#### [WHAT YOU ARE ASKED TO DO]
Copy out each line below exactly as it appears.

>>>>

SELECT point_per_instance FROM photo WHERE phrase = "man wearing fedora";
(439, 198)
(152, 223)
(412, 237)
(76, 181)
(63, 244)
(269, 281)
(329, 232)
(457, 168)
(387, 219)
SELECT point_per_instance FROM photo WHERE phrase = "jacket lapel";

<<<<

#### [TASK OUTPUT]
SELECT point_per_instance FROM photo WHERE phrase = "man wearing fedora";
(439, 198)
(152, 223)
(412, 237)
(76, 181)
(63, 244)
(269, 281)
(329, 232)
(457, 168)
(387, 219)
SELECT point_per_instance FROM photo WHERE phrase = "jacket lapel";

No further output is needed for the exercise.